Records for the exercise:

* * * * * * *

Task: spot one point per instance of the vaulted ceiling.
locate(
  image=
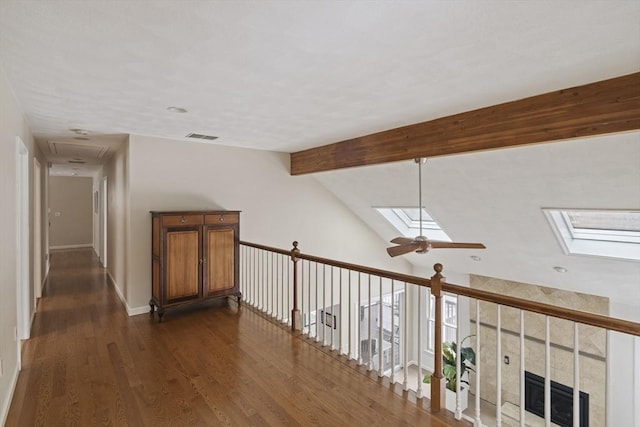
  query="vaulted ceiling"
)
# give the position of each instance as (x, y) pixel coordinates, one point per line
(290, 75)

* * * * * * *

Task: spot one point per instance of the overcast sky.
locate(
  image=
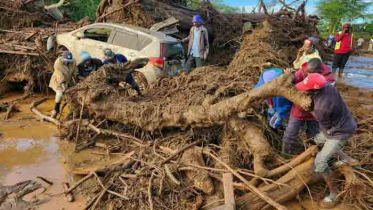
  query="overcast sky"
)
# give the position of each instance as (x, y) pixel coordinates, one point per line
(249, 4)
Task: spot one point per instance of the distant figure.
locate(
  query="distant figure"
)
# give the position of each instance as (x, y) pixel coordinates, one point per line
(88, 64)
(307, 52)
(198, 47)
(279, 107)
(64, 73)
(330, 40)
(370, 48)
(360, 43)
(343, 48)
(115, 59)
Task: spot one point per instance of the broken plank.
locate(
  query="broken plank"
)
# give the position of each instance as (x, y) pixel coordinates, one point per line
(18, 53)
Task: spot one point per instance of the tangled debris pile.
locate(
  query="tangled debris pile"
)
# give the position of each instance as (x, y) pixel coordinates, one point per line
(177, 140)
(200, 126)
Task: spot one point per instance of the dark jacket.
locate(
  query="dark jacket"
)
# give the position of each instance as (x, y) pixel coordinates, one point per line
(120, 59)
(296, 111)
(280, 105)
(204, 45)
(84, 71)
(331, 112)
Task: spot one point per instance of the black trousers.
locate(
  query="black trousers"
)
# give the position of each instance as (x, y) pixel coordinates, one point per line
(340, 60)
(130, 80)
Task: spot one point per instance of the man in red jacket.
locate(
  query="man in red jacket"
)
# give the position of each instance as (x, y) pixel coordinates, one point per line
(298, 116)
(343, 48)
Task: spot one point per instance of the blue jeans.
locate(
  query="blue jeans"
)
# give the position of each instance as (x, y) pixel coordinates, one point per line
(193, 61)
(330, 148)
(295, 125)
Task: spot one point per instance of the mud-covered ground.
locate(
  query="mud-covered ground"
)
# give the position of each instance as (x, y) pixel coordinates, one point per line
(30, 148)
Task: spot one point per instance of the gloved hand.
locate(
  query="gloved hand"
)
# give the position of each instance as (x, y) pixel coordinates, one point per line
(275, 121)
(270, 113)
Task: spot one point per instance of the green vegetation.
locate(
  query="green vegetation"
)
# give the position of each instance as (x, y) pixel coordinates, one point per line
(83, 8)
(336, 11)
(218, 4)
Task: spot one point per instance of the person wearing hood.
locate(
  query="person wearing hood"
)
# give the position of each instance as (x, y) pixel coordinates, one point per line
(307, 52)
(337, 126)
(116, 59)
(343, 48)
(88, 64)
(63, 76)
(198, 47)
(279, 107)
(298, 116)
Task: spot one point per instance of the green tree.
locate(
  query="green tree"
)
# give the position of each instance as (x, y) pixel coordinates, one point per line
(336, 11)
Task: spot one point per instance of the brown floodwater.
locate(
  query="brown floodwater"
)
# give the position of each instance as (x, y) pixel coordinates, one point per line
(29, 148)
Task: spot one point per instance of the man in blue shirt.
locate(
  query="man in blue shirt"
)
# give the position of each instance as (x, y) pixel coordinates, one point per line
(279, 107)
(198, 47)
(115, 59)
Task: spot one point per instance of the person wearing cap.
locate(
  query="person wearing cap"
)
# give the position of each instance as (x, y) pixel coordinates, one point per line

* * * * * * *

Written problem: Please extract every line of the data above that contains the string "trousers". Case counts.

Correct output:
Task: spot one point per instance of the black trousers.
  query="black trousers"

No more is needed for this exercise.